▶ **Questions on the material**
**a)** According to the episode recap, in what two matters is Olivia now a person of interest?
**b)** Please carry on writing the episode recap from the point where it stops.

A moment later, Fitz emerges briefly to retrieve the bottle and then disappears back into room. Somebody’s fitna have some fun tonight.

It would seem that Olivia was doing more than just thinking about the old days between her time with Cyrus and the moment she decided to hightail her behind on over with this high end liquor. Is this a “Thank God I didn’t kill a man today” sex? A nostalgic horizontal mambo? Or maybe it’s a “you’re the reason why I remembered who I am” throwdown. Could it be a combination of three? Does it even matter?!

I’ll take Olitz for 1000, Alex.



Elsewhere in DC, Cyrus has arrived at the Ballard residence. When Jake opens the door, Cyrus notes that Jake is out of breath, and Jake explains that he and Vanessa are “having a bit of a disagreement”. He asks Cyrus why he is there, but before Cyrus responds, he turns towards his agents to send them off.

Now inside of the house, Cyrus says that he is thinking that maybe Jake was right when he suggested that they find a way to manage Olivia and her team, and he says that now may be the time to adjust the plan. He adds that things are getting out of hand and he hopes that it isn’t too late to salvage the situation. (Oh, so now he wants to listen to Jake after underestimating the threat that Olivia poses to his mortality. Okay then.) Jake replies that he is glad to hear Cyrus say this, and he then reveals that he has already taken care of the matter with Lonnie. He shares that Olivia is now a person of interest in both the hijacking and in the assassination of President Rashad.

Why is this man still breathing?



Cyrus looks at Jake in confusion and tells him that he can’t just call up Lonnie, that there are ramifications from this sort of thing. When he states that he never signed off on this move, Jake’s cordial mood shifts and a dark cloud moves in as he tells Cyrus that he didn’t need his sign off to do what he did. Cyrus is like, excuse me, this is my operation. Jake gives him one of his creepy smiles and then asks Cyrus to come along with him, that there is something that he wishes to show him.

Collected data
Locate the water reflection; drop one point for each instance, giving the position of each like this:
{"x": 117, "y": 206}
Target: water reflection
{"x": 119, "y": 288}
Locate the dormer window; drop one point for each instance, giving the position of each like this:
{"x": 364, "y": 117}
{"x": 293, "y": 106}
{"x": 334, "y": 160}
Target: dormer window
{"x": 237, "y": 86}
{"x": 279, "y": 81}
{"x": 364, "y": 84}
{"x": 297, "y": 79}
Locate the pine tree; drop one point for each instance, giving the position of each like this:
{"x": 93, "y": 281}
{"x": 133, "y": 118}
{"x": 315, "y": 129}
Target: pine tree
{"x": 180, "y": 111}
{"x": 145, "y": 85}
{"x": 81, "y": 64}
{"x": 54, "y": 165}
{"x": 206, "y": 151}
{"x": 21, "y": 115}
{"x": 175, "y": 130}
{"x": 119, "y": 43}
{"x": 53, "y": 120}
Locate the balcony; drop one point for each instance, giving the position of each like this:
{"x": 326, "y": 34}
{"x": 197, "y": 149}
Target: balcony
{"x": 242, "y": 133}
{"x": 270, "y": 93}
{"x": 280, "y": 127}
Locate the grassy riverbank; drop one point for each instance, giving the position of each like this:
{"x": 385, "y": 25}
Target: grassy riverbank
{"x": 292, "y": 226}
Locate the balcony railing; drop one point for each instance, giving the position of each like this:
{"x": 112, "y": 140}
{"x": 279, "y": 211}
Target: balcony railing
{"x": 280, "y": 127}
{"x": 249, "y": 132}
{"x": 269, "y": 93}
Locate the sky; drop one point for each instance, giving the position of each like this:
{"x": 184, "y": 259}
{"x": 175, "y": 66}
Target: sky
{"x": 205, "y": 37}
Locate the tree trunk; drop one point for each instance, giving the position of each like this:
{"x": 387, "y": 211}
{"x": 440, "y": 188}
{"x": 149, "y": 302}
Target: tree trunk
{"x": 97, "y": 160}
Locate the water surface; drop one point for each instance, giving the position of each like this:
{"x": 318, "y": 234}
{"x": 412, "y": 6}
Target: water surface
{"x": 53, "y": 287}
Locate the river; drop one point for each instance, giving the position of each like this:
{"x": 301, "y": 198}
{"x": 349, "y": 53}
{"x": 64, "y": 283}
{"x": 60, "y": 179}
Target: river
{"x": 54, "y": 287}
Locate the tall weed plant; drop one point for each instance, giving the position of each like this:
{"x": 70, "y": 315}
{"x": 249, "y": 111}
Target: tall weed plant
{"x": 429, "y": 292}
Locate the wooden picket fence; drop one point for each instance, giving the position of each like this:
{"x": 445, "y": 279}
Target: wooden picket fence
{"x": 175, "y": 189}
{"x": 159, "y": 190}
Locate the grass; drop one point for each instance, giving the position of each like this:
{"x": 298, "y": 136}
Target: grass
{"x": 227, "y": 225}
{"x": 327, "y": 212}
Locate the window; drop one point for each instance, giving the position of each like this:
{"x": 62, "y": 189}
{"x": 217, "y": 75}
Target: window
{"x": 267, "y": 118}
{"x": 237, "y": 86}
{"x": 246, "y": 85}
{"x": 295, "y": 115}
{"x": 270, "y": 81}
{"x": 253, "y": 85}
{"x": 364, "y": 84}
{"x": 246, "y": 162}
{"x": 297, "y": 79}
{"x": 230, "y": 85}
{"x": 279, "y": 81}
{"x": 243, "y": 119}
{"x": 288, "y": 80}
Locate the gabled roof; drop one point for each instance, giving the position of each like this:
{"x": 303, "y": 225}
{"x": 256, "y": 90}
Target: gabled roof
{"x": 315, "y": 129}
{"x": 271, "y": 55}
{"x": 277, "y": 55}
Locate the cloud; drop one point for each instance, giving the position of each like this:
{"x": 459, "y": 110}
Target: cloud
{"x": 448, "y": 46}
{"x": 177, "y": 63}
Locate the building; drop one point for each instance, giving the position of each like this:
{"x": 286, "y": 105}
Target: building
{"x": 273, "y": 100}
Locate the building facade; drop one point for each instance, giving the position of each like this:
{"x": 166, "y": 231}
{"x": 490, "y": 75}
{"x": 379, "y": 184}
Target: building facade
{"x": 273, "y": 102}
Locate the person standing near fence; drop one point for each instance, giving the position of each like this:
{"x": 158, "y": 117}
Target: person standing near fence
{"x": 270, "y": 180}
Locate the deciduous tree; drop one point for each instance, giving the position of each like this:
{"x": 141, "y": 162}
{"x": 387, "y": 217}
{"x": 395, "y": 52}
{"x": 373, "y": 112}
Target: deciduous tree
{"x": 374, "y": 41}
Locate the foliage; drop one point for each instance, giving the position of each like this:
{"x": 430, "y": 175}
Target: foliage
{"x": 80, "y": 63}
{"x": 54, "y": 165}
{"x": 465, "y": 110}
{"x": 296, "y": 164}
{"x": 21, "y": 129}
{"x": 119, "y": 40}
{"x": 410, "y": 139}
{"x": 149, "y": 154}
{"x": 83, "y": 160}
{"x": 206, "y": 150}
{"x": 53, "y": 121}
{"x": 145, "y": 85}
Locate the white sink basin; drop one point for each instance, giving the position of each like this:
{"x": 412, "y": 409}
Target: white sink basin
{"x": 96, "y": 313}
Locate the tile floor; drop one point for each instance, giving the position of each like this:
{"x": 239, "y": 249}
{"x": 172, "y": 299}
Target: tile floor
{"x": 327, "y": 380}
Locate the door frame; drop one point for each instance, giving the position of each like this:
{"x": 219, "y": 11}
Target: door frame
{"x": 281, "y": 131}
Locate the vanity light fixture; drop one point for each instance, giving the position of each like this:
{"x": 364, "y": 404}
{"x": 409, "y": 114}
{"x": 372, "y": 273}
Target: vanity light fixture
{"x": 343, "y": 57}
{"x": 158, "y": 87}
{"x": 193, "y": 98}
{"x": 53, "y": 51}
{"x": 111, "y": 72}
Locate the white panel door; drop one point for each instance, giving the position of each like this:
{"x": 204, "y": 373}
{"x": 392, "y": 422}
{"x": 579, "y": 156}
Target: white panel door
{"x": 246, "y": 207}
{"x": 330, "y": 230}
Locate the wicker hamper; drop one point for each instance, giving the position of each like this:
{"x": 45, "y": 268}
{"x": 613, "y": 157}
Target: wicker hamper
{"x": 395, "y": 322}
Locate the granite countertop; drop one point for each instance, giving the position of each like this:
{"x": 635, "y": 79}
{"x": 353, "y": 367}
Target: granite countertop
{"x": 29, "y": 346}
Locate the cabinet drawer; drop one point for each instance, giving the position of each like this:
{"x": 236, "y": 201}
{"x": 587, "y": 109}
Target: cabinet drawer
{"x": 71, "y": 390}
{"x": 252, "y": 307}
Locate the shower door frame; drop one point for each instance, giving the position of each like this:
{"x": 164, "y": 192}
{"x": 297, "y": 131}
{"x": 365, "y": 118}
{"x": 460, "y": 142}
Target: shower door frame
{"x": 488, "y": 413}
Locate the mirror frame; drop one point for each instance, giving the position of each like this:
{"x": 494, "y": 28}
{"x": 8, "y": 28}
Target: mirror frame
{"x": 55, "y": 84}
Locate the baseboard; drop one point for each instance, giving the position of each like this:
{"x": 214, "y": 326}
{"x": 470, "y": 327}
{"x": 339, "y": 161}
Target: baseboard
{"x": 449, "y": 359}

▶ **Outputs in order**
**a)** She is a person of interest in both the hijacking and the assassination of President Rashad.

**b)**
Cyrus follows him towards the kitchen, and as he gets closer, his steps slow and then come to a dead stop. Looking down at whatever is on the floor, Cyrus asks Jake what it is that he had done. Jake in response asks Cyrus if he recalls the question he had asked him when Cyrus came to him for help in carrying out this coup. When Cyrus does not, Jake tells him that he had asked Cyrus why he believed that he would work for him, and Cyrus had said that Jake wouldn’t be working for him, but would be working with him. (He sure enough did say this.) Jake says that what Cyrus had sold him was a partnership, that it was to be the two of them against the world. (This sounds oddly familiar….)

Jake goes on to say that he and Vanessa had made a similar pact when they got married. They had agreed to work together, to have each other’s backs, and to listen to each other as equals. He then states that that evening, Vanessa made it clear that their arrangement was no longer acceptable, so he decided that it was time for him to terminate their partnership. (The woman signed her own death warrant with that whole “there is no we” business. Should have stuck to speaking French, girl.)

If you haven’t already guessed it out, laying on the kitchen floor with blood pooled all about her head is Vanessa Moss Ballard, and she is deader than a corn-chipped toenail. Verna dead. The message and threat being made towards Cyrus is clear: he is to be partners as he had promised or Jake will have to terminate their partnership as well.

Now in parallel to the AU (610), is Cyrus that version’s Mellie and Jake its Rowan? I suppose Mellie is still Mellie in the sense that she is presently trapped in the White House, but Cyrus’s predicament seems more fitting, given that he is now in a prison of his own making. Olivia tried to appeal to his better self and he refused her offer. Now he is almost certainly guaranteed death because he foolishly miscalculated and took Jake for a neutered puppy with no teeth. He definitely should have known better.

And another well done episode comes to an end. What I do need them to do is stop wasting this 10pm time slot and give me what I want! (No need for elaboration.)

With this setting up for one hell of a showdown, what the heck are we about to get with the remaining two episodes?!  OMG, the remaining two!